SELECTED PASSAGE
== == ==

Stefano Zacchiroli <zack@debian.org> writes:

> On Tue, Mar 03, 2009 at 01:30:37PM +0100, Goswin von Brederlow wrote:
>> That implies that I publish it somwhere and test build and use it as
>> non Debian package, which I won't. I don't feel comfortable making a
>> release I never use.
>
> It is not true that you never use it. You use it as the base for your
> packaging, you test it when you build your .debs. Also, this enables
> Debian side to do releases for Debian-only modifications without
> having to re-upload everything.
>
> Remember that given how OCaml is made, you usually have to bump build
> dependencies before uploads and that is a (recurrent) example of
> Debian-only change. Why you want to force your non-Debian users to
> have a new upstream release for things they will not care about?

That would be a minor release. Non-Debian users don't have to package
every minor release.

I've done the same with other upstreams that for example had a minor
release to support a new RedHat version without any changes besides
that. Didn't find that to be too much of a burden.

> In the perfect world, all our transitions will be made in the future
> using binNMUs, but mistakes happen.

== == ==

WRITTEN INSTRUCTION 1
Summarize the mailing-list message above in two sentences.
WRITTEN INSTRUCTION 2
In the mailing-list message above, what reason does Goswin von Brederlow give for refusing to publish, test-build and use the software as a non-Debian package? Answer in one or two sentences.
WRITTEN INSTRUCTION 3
From the mailing-list message above, set down the passage from "Stefano Zacchiroli <zack@debian.org>" to "to re-upload everything." without any changes.

== == ==

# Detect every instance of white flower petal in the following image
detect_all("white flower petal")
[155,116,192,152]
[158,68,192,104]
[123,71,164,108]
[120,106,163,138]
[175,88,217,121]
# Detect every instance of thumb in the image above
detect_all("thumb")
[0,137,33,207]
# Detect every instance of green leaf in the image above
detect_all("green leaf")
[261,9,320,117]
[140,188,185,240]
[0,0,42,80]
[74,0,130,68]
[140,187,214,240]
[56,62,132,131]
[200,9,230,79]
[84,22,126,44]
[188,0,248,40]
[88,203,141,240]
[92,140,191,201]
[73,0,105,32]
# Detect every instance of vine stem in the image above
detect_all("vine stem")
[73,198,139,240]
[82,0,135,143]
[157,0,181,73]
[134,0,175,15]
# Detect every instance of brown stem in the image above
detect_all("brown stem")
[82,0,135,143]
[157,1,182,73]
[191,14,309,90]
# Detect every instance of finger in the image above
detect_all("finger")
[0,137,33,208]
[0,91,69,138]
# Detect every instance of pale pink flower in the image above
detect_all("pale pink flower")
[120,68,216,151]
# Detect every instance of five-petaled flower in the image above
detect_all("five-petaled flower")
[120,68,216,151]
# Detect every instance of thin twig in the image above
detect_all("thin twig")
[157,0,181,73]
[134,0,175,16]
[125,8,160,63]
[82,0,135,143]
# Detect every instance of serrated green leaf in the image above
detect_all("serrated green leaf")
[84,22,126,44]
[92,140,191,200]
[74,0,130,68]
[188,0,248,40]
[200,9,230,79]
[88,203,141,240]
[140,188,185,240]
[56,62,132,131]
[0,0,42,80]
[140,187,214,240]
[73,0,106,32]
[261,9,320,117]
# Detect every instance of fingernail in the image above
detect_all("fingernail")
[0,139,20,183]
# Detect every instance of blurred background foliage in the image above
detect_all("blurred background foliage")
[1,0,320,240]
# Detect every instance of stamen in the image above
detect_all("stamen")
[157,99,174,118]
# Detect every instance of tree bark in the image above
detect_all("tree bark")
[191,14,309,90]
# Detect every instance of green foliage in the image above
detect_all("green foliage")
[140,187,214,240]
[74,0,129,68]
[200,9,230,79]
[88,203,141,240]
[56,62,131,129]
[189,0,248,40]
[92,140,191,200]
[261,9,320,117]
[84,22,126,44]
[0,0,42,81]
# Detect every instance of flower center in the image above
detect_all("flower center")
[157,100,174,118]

== == ==

TASK SOLUTION 1
Stefano Zacchiroli argues that Goswin von Brederlow does use the release, as the base for packaging and when building .debs, and that it lets the Debian side release Debian-only modifications, such as the recurrent OCaml build-dependency bumps, without re-uploading everything or forcing non-Debian users to take new upstream releases. The reply counters that such changes would be minor releases that non-Debian users need not package, and it notes that minor releases from other upstreams made only to support a new RedHat version were not too much of a burden.

TASK SOLUTION 2
Goswin von Brederlow does not feel comfortable making a release that will never be used, and publishing it as a non-Debian package would amount to such a release.

TASK SOLUTION 3
Stefano Zacchiroli <zack@debian.org> writes:

> On Tue, Mar 03, 2009 at 01:30:37PM +0100, Goswin von Brederlow wrote:
>> That implies that I publish it somwhere and test build and use it as
>> non Debian package, which I won't. I don't feel comfortable making a
>> release I never use.
>
> It is not true that you never use it. You use it as the base for your
> packaging, you test it when you build your .debs. Also, this enables
> Debian side to do releases for Debian-only modifications without
> having to re-upload everything.